DIRECTIONS FOR THIS TASK: Please write out the lines again, from the start of the records up to and including the line that contains "[[109, 215]]". Keep the request text unchanged, multiply each coordinate in the answers by 1.3, round to whole numbers with halves going up, and leave out the pictures.

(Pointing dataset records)
***

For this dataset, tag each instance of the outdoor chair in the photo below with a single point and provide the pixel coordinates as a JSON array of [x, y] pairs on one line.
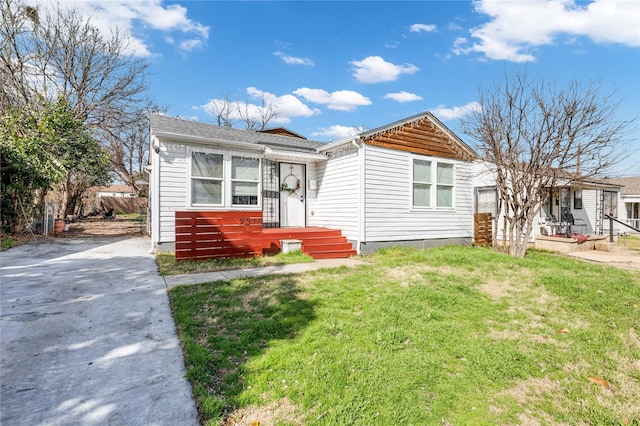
[[109, 215]]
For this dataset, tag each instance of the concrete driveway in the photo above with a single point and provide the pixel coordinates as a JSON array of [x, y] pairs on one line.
[[87, 337]]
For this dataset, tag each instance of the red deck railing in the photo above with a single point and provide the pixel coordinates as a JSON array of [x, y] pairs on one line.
[[211, 235]]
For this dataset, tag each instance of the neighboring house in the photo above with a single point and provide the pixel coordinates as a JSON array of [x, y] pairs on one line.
[[406, 183], [586, 201], [102, 198], [629, 200]]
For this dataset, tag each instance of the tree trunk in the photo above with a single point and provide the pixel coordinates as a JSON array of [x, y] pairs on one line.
[[64, 191]]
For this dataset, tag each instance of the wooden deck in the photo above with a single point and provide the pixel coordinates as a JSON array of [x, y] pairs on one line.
[[317, 242]]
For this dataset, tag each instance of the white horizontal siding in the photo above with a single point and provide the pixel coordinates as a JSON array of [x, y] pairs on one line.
[[173, 188], [337, 196], [389, 214]]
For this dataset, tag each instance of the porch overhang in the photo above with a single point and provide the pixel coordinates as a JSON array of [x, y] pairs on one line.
[[293, 156], [209, 141]]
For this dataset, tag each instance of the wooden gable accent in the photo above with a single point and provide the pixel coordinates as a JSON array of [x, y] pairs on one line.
[[282, 131], [421, 136]]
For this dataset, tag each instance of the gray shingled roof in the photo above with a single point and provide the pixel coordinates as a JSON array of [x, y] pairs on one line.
[[631, 185], [177, 126]]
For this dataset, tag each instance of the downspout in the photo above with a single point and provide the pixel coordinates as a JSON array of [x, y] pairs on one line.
[[362, 191], [155, 202]]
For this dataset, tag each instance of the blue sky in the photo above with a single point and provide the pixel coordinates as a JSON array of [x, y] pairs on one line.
[[329, 67]]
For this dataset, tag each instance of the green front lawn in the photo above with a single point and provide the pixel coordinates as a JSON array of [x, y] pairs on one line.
[[446, 336], [167, 264]]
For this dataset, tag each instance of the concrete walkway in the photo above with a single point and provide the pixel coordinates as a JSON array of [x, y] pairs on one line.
[[88, 338], [175, 280]]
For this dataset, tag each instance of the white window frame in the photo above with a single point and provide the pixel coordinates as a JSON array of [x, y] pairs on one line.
[[434, 184], [414, 182], [257, 181], [447, 185], [227, 195]]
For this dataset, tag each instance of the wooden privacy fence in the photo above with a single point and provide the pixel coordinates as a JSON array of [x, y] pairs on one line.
[[482, 229], [210, 235]]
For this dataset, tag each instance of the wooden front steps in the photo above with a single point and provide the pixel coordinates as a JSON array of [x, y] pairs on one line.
[[317, 242], [225, 234]]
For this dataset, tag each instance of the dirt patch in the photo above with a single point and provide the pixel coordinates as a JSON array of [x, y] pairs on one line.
[[95, 227], [279, 412]]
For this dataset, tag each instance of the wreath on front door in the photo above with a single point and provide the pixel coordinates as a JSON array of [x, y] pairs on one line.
[[290, 185]]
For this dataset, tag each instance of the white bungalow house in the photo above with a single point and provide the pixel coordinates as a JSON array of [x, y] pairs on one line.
[[629, 200], [406, 183]]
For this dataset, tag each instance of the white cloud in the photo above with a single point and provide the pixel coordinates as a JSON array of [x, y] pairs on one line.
[[337, 132], [403, 96], [416, 28], [292, 60], [287, 106], [134, 18], [374, 69], [341, 100], [516, 28], [456, 112]]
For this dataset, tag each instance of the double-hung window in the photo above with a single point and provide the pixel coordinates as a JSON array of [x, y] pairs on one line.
[[245, 179], [444, 185], [433, 184], [421, 183], [207, 177]]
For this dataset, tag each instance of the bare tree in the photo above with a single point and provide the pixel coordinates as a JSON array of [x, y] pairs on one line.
[[60, 54], [535, 136], [222, 110], [256, 117]]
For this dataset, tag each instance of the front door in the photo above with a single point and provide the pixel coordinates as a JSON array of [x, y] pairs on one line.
[[292, 195]]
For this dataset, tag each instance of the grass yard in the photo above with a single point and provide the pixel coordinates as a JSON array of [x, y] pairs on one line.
[[445, 336], [630, 242], [167, 264]]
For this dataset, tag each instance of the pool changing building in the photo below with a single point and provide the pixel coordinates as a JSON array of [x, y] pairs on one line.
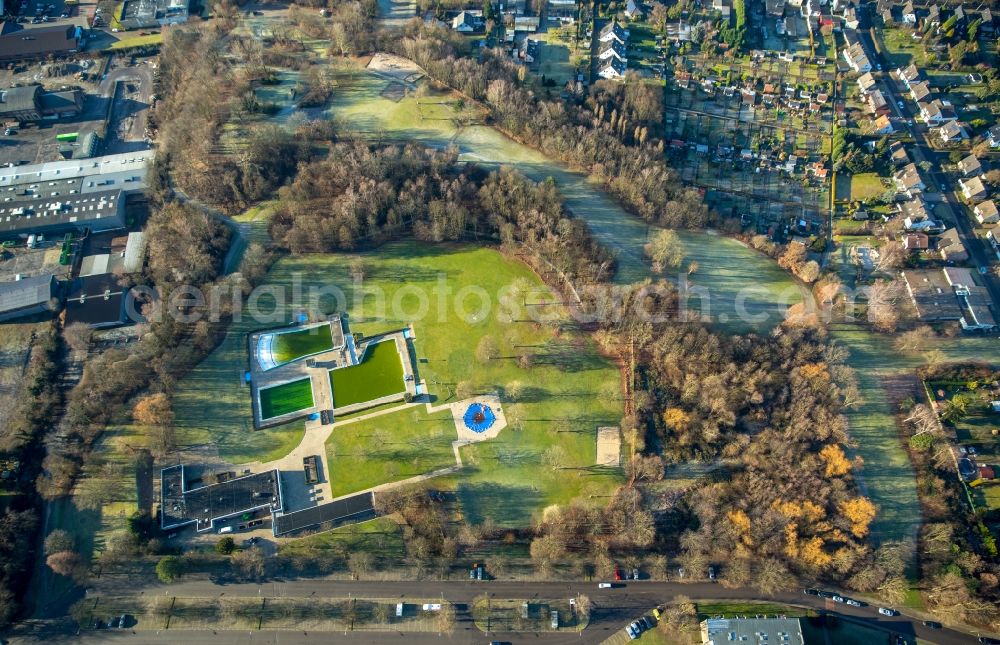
[[208, 505]]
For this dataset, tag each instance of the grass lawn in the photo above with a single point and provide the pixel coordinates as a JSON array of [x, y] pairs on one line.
[[291, 345], [389, 448], [733, 608], [379, 374], [866, 186], [287, 397], [547, 455], [382, 537]]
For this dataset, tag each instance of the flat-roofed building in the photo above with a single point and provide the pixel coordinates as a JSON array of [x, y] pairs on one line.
[[27, 297], [975, 301], [778, 630], [932, 295], [103, 211], [211, 504]]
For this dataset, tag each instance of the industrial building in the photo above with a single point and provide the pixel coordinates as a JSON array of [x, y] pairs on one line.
[[98, 211], [209, 506], [33, 103], [97, 301], [779, 630], [19, 44], [27, 297]]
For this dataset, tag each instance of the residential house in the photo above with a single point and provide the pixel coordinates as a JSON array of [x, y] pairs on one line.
[[866, 82], [973, 188], [919, 91], [564, 10], [909, 14], [908, 179], [987, 24], [876, 103], [970, 166], [914, 212], [613, 49], [986, 212], [950, 248], [908, 74], [791, 25], [916, 241], [466, 22], [526, 23], [882, 125], [958, 13], [529, 50], [933, 18], [857, 59], [898, 154], [614, 31], [937, 111], [951, 132], [679, 31], [973, 299], [612, 68], [851, 18], [993, 136]]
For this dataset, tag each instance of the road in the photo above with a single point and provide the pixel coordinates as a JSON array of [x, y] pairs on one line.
[[921, 151], [612, 609]]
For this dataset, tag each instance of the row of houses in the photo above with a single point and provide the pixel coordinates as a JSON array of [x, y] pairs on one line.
[[949, 295], [931, 16], [612, 52]]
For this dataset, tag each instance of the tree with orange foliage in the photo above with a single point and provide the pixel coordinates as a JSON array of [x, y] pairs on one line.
[[837, 463], [859, 512]]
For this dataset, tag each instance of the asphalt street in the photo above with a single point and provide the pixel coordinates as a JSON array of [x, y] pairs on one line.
[[612, 609]]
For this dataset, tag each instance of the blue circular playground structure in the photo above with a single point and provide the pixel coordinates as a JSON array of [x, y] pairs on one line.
[[479, 417]]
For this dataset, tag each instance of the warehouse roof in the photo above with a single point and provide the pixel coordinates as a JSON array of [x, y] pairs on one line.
[[18, 42], [19, 99], [133, 163], [25, 293], [17, 217], [205, 505]]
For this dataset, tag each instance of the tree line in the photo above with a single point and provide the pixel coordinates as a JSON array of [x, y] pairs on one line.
[[613, 134], [360, 195]]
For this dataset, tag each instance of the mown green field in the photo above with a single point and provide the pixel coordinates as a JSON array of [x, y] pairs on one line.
[[291, 345], [379, 374], [389, 448], [547, 455], [286, 398]]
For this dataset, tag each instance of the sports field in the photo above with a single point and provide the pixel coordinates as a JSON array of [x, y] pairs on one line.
[[292, 345], [286, 398], [379, 374]]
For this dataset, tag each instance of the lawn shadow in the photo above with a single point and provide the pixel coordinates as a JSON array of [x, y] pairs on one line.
[[504, 505]]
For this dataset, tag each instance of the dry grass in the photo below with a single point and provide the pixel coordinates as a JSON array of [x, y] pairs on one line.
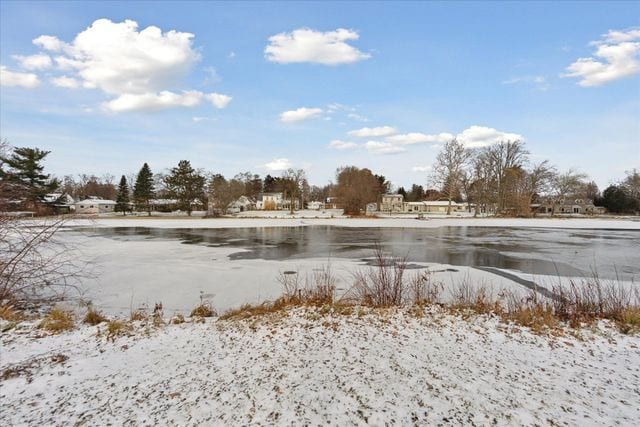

***

TASK OUTPUT:
For this dataset, tag each instance of the outdoor chair in the photo below with a single point and provide the pixel coordinates as a JSON array of [x, y] pairs on one line.
[[142, 280]]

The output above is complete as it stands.